- [Extrait de texte]
Il me semble que très sincèrement, la thématique de la seconde guerre mondiale a commencé à me hanter en 2001, lorsque j'ai vu le film de Jean-Jacques Annaud, "Stalingrad" ( Ennemy at the gates ). J'étais, à cette période de ma vie, dans une situation extrême, ma vie était menacée, je traversais des épreuves très dures et déstabilisantes. J'ai puisé, trouvé du courage dans l'héroïque résistance du peuple Russe, je comparais mon sort à celui de tous ces combattants et je me disais, « tu as fini de te plaindre » ?

Je ne dis pas que ça a démarré en 2001. J'avais depuis longtemps pris le pli de m'acheter des livres, de temps en temps. En fait, j'alternais des périodes où je laissais cette thématique de la guerre et de la Shoah m'envahir. A d'autres, je rejetais tout ça. Il faut dire que j'avais déjà d'autres centres d'intérêt. Musique, arts plastiques, roman noir... Mais bon, c'est surtout Stalingrad. En plus, ça a correspondu à un moment où chez moi je n'avais plus les moyens de me chauffer, il faisait 5 ou 6 degrés l'hiver, je me sentais moi-même, avec raison, en état de siège.

- [Consigne 1]
Énumérez les autres centres d'intérêt cités dans l'extrait sur Stalingrad, en dehors de la guerre et de la Shoah.
- [Consigne 2]
Reprenez l'extrait sur Stalingrad après sa dernière phrase et rédigez-en la suite.
Les lignes qui suivent n'ont aucun rapport avec l'extrait sur Stalingrad.

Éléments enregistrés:
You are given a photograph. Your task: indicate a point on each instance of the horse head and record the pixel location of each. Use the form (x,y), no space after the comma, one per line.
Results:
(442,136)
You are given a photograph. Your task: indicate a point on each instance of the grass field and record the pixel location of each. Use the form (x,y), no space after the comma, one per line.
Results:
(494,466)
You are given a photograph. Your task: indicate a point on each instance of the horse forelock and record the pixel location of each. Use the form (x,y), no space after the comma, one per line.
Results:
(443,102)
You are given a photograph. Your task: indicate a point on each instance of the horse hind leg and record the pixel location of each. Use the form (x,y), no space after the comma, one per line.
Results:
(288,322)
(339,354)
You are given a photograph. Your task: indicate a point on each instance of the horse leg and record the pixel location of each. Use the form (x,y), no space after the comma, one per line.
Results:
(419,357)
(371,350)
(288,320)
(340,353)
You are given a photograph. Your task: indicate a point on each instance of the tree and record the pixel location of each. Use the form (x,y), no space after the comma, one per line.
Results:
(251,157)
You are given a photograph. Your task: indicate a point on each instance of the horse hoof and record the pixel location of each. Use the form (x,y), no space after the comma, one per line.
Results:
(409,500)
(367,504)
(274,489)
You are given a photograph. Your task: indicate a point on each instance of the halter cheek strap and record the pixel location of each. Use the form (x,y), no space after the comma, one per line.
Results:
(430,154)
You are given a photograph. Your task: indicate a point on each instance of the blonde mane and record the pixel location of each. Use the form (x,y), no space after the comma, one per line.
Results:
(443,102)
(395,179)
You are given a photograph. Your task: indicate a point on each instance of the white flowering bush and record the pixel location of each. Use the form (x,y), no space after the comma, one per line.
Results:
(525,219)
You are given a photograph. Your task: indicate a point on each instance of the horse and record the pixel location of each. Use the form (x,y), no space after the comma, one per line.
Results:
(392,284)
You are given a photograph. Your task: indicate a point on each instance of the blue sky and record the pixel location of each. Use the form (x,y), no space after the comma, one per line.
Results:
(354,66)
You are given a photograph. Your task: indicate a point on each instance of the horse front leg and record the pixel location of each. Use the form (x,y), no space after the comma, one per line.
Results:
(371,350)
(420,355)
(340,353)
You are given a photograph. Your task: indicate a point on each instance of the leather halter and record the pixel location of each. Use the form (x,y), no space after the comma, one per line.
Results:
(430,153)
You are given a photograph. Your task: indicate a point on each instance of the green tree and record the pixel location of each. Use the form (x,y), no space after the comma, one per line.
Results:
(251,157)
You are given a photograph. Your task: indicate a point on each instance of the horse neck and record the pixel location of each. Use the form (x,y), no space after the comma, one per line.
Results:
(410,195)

- [Résultat 1]
Musique, arts plastiques, roman noir.

- [Résultat 2]
Plus d'une fois, l'idée m'a traversé l'esprit. Ecrire une saga montrant l'enthousiasme d'une personne qui partait se battre, et qui se retrouvait, en fait, à décimer des civils. Dans un camp, ou au bord des fosses. Cela restait vague mais l'idée trottait et chaque fois, je la rejetais. « Non, pas ça, je souffre déjà assez dans ma vie, si je plonge là-dedans, ça va me détruire ».

Le second élément déclencheur fut le documentaire de Guido Knopp sur "Les complices d'Hitler", consacré à Baldur Von Schirach. Le film montrait comment la jeunesse Allemande était manipulée, dévoyée, utilisée, canalisée. Comment on se servait de son potentiel d'enthousiasme, d'énergie, de foi, pour l'amener à s'identifier à un système barbare, basé sur la loi du plus fort, le racisme, le désir d'hégémonie.

Et là, est née l'idée : montrer un Allemand, un gamin. Partir de quelqu'un d'innocent.

Innocent, comme je l'étais moi-même quand, un matin de je ne sais plus quelle année, je devais avoir dix ans tout au plus, on nous a emmenés "voir un film". Souvent, c'était du théâtre filmé, des pièces de Molière, etc. Et là, on ferme les rideaux, on met en route la machine, noir complet... Bruit du projecteur, premières images... Nuit et brouillard, de Resnais. J'avoue que j'en suis sorti différent, marqué à vie. Je ne soupçonnais absolument pas que de telles choses aient pu exister, soient possibles.

La thématique était abordée. Tout le reste de ma vie, j'allais tourner autour, avec des phases d'évitement, et des phases d'affrontement.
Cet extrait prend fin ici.